** Data excerpts **
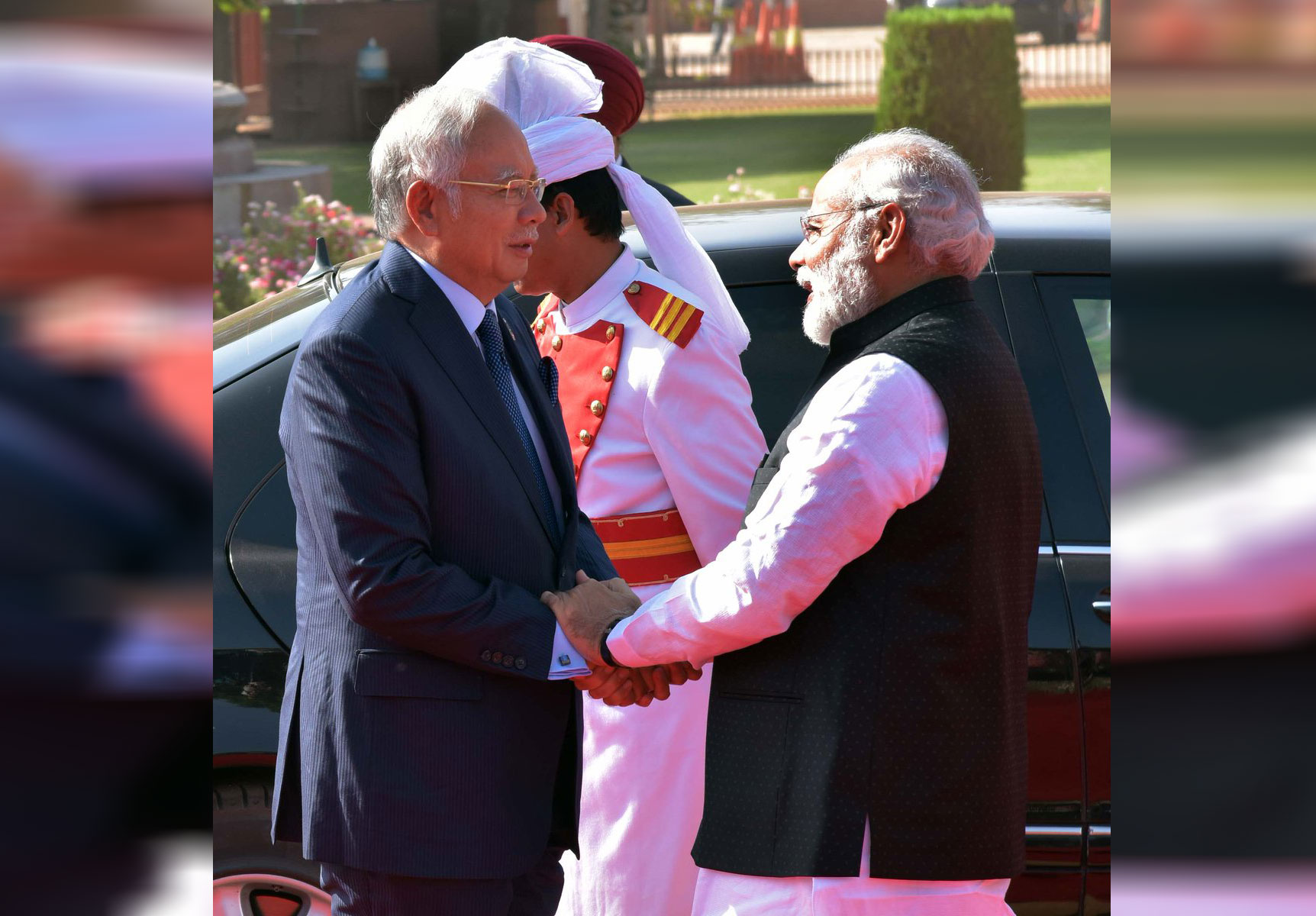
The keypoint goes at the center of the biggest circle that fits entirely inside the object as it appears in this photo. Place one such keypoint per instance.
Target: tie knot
(491, 336)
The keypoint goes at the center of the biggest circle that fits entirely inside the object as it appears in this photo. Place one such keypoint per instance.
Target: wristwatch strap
(605, 653)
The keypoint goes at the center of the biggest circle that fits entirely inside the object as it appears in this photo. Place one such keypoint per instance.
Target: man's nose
(796, 258)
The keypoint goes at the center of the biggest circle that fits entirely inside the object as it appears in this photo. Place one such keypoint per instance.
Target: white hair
(934, 185)
(425, 138)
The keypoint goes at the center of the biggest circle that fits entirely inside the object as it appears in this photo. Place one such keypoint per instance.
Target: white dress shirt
(472, 314)
(872, 441)
(678, 432)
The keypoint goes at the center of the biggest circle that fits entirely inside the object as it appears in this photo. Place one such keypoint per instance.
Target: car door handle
(1102, 605)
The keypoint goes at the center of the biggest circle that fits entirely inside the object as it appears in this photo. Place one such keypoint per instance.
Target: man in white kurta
(872, 443)
(673, 457)
(663, 443)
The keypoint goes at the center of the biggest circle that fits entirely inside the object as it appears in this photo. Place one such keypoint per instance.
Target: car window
(1094, 314)
(1078, 314)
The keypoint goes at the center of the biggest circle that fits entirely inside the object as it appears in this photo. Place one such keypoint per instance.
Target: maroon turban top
(623, 90)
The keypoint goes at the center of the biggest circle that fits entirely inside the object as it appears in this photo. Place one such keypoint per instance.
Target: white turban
(545, 92)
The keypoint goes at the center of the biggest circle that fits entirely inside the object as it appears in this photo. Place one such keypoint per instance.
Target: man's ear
(423, 205)
(563, 214)
(889, 234)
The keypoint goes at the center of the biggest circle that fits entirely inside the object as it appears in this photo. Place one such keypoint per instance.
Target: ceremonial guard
(663, 445)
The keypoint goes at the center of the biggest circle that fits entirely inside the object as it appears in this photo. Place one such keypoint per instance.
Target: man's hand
(616, 687)
(589, 610)
(621, 686)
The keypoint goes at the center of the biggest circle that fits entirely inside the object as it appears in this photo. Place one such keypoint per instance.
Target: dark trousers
(358, 892)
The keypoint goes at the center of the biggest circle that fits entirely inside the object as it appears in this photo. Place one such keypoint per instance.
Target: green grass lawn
(1068, 149)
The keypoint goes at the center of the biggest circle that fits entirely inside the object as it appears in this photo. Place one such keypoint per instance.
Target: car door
(1078, 316)
(1047, 316)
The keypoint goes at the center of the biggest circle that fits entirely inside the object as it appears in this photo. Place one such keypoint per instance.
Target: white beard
(843, 292)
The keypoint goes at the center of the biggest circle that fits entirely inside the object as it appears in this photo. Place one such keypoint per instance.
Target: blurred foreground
(1214, 457)
(105, 457)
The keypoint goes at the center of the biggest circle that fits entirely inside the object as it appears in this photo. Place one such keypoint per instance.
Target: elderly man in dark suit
(428, 747)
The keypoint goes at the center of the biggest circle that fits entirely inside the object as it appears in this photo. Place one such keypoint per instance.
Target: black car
(1048, 291)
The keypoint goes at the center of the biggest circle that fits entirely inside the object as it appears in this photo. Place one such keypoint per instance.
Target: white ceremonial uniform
(872, 441)
(673, 429)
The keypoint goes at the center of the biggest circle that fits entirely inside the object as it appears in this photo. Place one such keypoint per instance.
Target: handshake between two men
(586, 615)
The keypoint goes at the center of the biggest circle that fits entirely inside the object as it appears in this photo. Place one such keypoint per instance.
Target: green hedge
(954, 74)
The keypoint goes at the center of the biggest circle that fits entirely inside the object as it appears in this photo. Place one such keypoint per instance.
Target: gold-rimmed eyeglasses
(514, 191)
(814, 234)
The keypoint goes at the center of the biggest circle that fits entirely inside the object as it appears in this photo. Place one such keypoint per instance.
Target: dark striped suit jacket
(419, 732)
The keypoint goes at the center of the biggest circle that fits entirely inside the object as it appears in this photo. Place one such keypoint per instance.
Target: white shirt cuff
(621, 649)
(566, 661)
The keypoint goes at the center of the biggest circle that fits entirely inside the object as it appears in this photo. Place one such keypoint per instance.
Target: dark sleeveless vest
(901, 692)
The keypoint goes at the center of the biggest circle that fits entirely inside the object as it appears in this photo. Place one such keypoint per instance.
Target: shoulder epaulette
(547, 305)
(670, 316)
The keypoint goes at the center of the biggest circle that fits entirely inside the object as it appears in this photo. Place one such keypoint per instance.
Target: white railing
(847, 74)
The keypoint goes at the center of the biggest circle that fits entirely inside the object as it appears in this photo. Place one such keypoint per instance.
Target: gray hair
(425, 138)
(934, 185)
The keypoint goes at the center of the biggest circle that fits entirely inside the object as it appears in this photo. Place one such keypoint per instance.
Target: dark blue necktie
(491, 340)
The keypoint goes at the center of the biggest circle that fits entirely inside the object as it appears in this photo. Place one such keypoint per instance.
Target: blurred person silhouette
(724, 21)
(105, 615)
(1214, 449)
(623, 94)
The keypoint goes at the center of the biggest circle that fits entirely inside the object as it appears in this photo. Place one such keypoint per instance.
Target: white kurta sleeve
(872, 441)
(701, 424)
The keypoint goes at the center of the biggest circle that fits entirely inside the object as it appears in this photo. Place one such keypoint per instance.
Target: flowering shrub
(276, 249)
(737, 189)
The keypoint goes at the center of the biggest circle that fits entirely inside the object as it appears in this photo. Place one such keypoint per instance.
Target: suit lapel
(443, 334)
(524, 366)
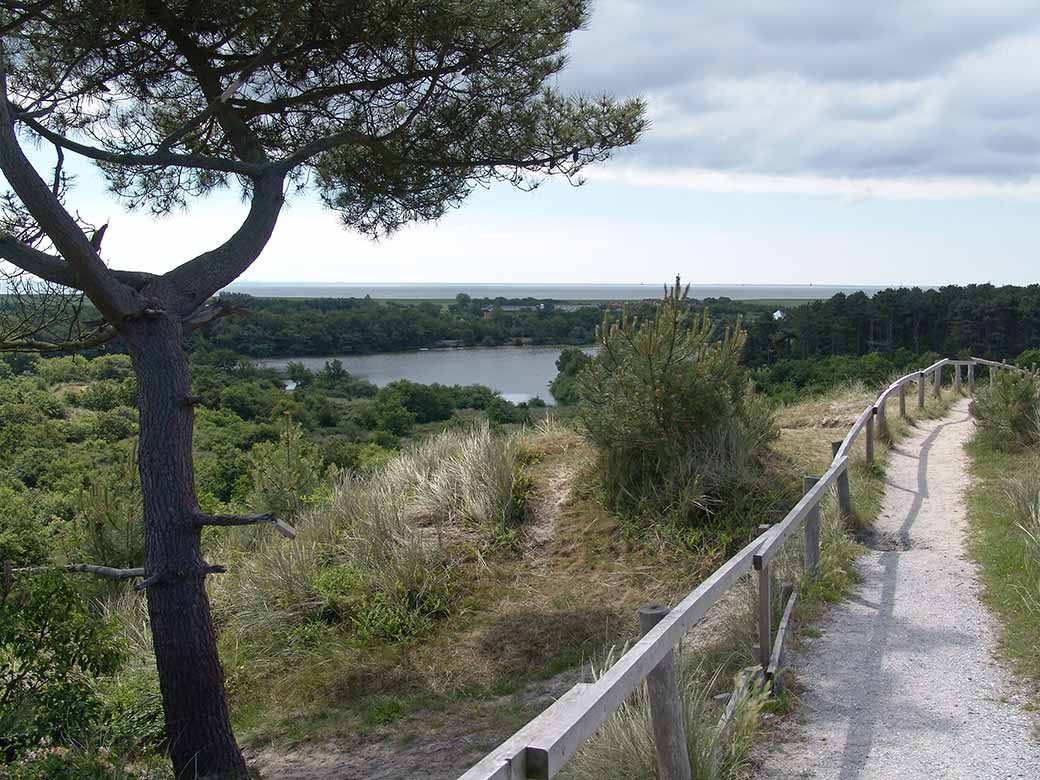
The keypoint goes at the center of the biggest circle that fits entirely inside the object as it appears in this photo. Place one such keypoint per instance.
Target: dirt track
(904, 682)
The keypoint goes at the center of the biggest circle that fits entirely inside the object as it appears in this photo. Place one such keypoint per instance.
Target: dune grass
(1004, 511)
(476, 575)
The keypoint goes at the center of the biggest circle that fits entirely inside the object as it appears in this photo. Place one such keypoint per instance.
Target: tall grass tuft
(1008, 411)
(623, 749)
(380, 559)
(1024, 495)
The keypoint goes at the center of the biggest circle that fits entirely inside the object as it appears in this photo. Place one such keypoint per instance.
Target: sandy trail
(904, 682)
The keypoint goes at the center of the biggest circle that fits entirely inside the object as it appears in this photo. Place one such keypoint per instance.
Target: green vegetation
(1008, 411)
(679, 431)
(448, 552)
(1004, 509)
(363, 570)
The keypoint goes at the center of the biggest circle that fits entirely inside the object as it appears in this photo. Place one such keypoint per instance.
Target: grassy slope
(531, 619)
(1010, 585)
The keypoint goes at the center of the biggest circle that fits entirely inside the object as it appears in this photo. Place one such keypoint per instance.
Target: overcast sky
(816, 141)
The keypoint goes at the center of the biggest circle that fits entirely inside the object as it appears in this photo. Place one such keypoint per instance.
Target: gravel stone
(904, 681)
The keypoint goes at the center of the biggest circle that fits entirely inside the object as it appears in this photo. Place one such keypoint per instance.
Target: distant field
(789, 303)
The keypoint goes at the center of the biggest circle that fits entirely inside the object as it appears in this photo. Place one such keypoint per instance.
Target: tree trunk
(202, 744)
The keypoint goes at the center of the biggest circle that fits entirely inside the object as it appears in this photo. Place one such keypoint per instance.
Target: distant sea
(551, 291)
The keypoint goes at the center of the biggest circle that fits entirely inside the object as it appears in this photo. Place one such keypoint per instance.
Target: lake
(518, 372)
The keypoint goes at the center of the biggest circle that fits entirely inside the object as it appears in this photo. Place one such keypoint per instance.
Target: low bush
(678, 427)
(80, 762)
(380, 559)
(52, 646)
(1008, 411)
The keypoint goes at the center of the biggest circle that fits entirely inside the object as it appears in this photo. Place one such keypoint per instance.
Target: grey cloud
(821, 87)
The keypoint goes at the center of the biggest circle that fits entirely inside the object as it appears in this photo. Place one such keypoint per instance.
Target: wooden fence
(539, 750)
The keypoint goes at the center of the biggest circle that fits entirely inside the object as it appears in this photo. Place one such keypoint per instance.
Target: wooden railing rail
(539, 750)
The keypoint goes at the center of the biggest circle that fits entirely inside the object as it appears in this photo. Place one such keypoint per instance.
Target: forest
(981, 319)
(334, 449)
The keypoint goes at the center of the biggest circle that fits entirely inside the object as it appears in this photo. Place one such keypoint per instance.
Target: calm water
(518, 372)
(553, 291)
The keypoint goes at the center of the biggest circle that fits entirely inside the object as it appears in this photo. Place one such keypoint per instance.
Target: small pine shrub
(678, 427)
(1008, 411)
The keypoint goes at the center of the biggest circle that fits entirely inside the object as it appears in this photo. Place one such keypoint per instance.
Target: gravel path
(904, 682)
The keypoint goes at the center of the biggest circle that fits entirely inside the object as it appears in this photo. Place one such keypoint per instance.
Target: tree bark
(202, 744)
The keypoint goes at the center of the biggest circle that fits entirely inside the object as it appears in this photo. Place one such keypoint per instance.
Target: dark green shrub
(52, 646)
(501, 412)
(569, 364)
(102, 396)
(678, 429)
(1008, 411)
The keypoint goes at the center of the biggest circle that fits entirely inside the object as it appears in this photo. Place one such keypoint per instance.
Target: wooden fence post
(666, 708)
(869, 435)
(845, 495)
(811, 530)
(764, 617)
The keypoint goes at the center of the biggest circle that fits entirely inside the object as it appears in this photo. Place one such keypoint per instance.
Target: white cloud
(883, 93)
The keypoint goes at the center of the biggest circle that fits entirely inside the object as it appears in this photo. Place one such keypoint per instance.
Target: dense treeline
(70, 493)
(318, 327)
(980, 319)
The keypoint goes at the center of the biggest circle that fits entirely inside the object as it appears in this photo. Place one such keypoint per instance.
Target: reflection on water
(518, 372)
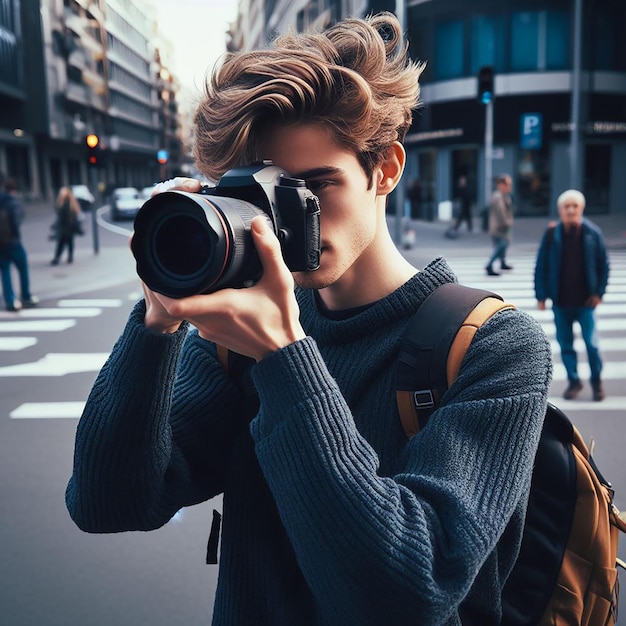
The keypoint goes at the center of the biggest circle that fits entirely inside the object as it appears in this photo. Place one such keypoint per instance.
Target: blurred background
(535, 88)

** Work to be completed **
For this exercise, set down exactly the lines that run from the line holding "Target: reflection on water" to the last line of the records above; include both end lines and omit pictures.

** Response to the exercise **
Target: reflection on water
(518, 372)
The keypoint goes at the center of the biggest circle that fits entirely inside the object as it appears in this photo. Place one such keypoint per instance.
Target: blurred background
(535, 88)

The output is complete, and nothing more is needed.